***** RECORDS TO PROCESS *****

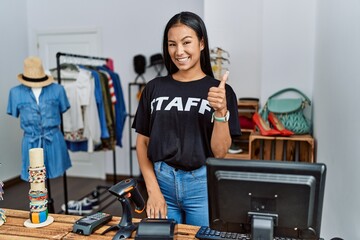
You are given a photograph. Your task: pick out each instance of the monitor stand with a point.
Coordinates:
(262, 226)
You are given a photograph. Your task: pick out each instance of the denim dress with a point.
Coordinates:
(40, 123)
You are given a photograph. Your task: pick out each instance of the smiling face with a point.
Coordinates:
(184, 48)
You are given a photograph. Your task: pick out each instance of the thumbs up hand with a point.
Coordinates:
(217, 96)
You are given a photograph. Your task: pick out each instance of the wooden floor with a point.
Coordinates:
(16, 196)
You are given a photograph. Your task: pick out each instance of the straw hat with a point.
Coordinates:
(34, 75)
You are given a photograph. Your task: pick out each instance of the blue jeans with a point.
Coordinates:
(185, 193)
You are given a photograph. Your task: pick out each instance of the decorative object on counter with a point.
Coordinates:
(290, 111)
(38, 193)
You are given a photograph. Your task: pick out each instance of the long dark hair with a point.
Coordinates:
(194, 22)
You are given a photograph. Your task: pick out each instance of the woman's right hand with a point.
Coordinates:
(156, 205)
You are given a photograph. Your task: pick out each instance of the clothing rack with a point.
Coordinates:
(58, 56)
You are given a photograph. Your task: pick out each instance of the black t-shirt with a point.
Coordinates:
(176, 116)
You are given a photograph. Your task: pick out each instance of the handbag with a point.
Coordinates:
(290, 111)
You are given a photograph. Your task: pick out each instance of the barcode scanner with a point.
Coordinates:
(124, 191)
(128, 188)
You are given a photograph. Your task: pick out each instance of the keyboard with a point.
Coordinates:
(206, 233)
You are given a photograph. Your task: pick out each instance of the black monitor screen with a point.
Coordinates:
(261, 197)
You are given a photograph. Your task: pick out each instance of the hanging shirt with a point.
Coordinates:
(120, 109)
(40, 123)
(81, 122)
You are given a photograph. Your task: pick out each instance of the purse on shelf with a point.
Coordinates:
(290, 111)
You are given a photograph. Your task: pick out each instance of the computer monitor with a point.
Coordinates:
(266, 198)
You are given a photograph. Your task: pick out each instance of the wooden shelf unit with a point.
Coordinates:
(298, 148)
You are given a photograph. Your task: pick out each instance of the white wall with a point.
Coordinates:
(336, 113)
(13, 50)
(288, 42)
(236, 26)
(272, 44)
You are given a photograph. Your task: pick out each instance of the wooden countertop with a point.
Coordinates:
(62, 226)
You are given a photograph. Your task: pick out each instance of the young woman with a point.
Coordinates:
(182, 119)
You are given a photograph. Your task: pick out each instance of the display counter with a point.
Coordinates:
(62, 226)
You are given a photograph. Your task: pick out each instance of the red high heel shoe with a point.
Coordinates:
(265, 130)
(278, 125)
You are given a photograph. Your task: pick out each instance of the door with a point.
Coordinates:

*****

▶ **WORK TO BE COMPLETED**
Your task is to gather all lines from the entries above that hold the word "woman".

▶ **WRITTEN ANSWER**
You are given a photograph. Your task: pick out each instance of the woman's right hand with a point.
You are given a photograph. Your task: pick out each instance of the young woman with a point.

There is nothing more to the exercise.